# Given exercise A
Copy the part of the listing that runs from its first line through the line containing "30L103 79L132 95L161", including both of those lines. Leave the pictures out of your copy.

[start Page excerpt]

October 30, 2012
Formed in those halcyon, hard-rocking 80s, Armored Saint wasted little time carving their mark into the arm of the L.A metal scene. Built atop heavy riffs, ambitious songwriting and gritty, soulful vocals, Armored Saint battled through the death of guitarist and founding member Dave Prichard, the unpredictable and ever-changing tastes of the music scene, being dropped from a major label and ever-eluding the critical acclaim that their body of work so richly deserved. Yet in the face of one punishing challenge after another, Armored Saint has defiantly soldiered on, recording multiple albums, cultivating a loyal fan base and converting their three decades of making music into one of west coast rock’s most enduring legacies.
I was in the 9th grade when I first heard Armored Saint, buying their EP at a small record store in Victorville, CA. From the first crushing note of that platter, I was all in, relentlessly dropping the needle on such Saint classics as “Lesson Well Learned” and “False Alarm.” It was tasty preview of even bigger things to come: from the young and determined sound of March of the Saint to the thoughtful epic delivery of Symbol of Salvation, to their latest effort La Raza (2010)—which contains such highlights as “Left Hook from Right Field” and “Loose Cannon”—Armored Saint continues to boast one of the most hard-hitting lineups in modern music, and at the helm is vocalist John Bush—not just a metal vocalist, but a pure vocalist. The range is there. His sense of melody and hooks are there. His lyrics tell stories. He’s the real deal. Ask Metallica, who wanted him to join the band back in the day. Ask Anthrax, who knocked on his door to sing for them and record, in my opinion, the best Anthrax album of all time. Gone were the linear thrash progressions and in was a more sonic and ethereal metal experience. Sure, it smoked like the blues and the melodies rang high and clear, but it hit like a brick sailing through a plate glass window. The difference? John Bush.

[end Page excerpt]
[start Material for this task]

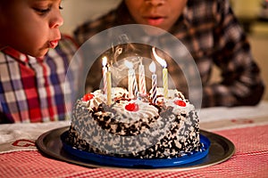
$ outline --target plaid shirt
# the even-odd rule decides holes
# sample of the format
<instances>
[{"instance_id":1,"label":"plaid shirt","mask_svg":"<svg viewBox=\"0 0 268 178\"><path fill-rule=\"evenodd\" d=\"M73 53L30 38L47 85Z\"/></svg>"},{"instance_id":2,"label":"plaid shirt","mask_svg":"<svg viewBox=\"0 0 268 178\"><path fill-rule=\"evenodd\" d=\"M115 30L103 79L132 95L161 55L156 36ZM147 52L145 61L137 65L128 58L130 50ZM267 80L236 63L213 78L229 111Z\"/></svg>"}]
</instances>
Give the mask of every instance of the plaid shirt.
<instances>
[{"instance_id":1,"label":"plaid shirt","mask_svg":"<svg viewBox=\"0 0 268 178\"><path fill-rule=\"evenodd\" d=\"M122 1L117 9L79 27L74 35L82 44L105 29L133 23ZM170 33L183 43L197 63L203 85L202 107L259 102L264 90L260 69L228 0L188 0ZM214 65L221 69L222 81L212 84ZM180 70L177 65L168 69L173 75ZM99 85L99 80L101 77L91 77L89 85Z\"/></svg>"},{"instance_id":2,"label":"plaid shirt","mask_svg":"<svg viewBox=\"0 0 268 178\"><path fill-rule=\"evenodd\" d=\"M0 52L0 123L46 122L67 118L64 96L74 90L65 76L77 45L62 36L44 59L10 47ZM79 66L71 66L75 71ZM65 94L65 95L64 95Z\"/></svg>"}]
</instances>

[end Material for this task]

# Given exercise B
Answer these questions from the Armored Saint article:
(i) Which guitarist and founding member of the band died?
(ii) In what town was the record store where the band's EP was bought?
(iii) What is the title of the band's 2010 album?

# Expected output A
$ outline --target plaid shirt
# the even-odd rule decides holes
# sample of the format
<instances>
[{"instance_id":1,"label":"plaid shirt","mask_svg":"<svg viewBox=\"0 0 268 178\"><path fill-rule=\"evenodd\" d=\"M73 53L30 38L47 85Z\"/></svg>"},{"instance_id":2,"label":"plaid shirt","mask_svg":"<svg viewBox=\"0 0 268 178\"><path fill-rule=\"evenodd\" d=\"M115 30L103 79L132 95L161 55L156 36ZM147 52L145 61L137 65L128 58L130 50ZM267 80L236 63L213 78L229 111Z\"/></svg>"}]

# Expected output B
(i) Dave Prichard
(ii) Victorville, CA
(iii) La Raza